> TEKSTFRAGMENT:
+++

4.2.2 Bouwwerken, geen gebouwen zijnde

Voor het bouwen van bouwwerken, geen gebouwen zijnde, gelden de volgende regels:

  • a. De bouwhoogte van bouwwerken, geen gebouwen zijnde mag buiten het bouwvlak niet meer bedragen dan 1 meter, behoudens masten en palen, waarvan de hoogte niet meer mag bedragen dan 9 meter.
  • b. De bouwhoogte van erf- of terreinafscheidingen binnen het bouwvlak mag niet meer bedragen dan 2 meter.
  • c. De bouwhoogte van overige bouwwerken, geen gebouwen zijnde mag binnen het bouwvlak niet meer bedragen dan 3 meter, behoudens masten en palen, waarvan de hoogte niet meer mag bedragen dan 9 meter.
  • d. De gezamelijke oppervlakte aan overkappingen mag niet meer bedragen dan 30 m².

+++

> GEGEVENS:
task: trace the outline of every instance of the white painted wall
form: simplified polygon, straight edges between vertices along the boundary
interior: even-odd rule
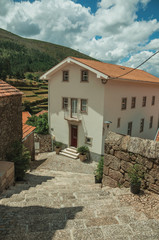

+++

> OPDRACHT:
Herschrijf de tekst over bouwwerken tussen "Voor het bouwen" en "dan 2 meter.", beide inbegrepen, met "bestemmingsvlak" in plaats van "bouwvlak". De gegevens staan los van de tekst over bouwwerken.

> ANTWOORD:
Voor het bouwen van bouwwerken, geen gebouwen zijnde, gelden de volgende regels:

  • a. De bouwhoogte van bouwwerken, geen gebouwen zijnde mag buiten het bestemmingsvlak niet meer bedragen dan 1 meter, behoudens masten en palen, waarvan de hoogte niet meer mag bedragen dan 9 meter.
  • b. De bouwhoogte van erf- of terreinafscheidingen binnen het bestemmingsvlak mag niet meer bedragen dan 2 meter.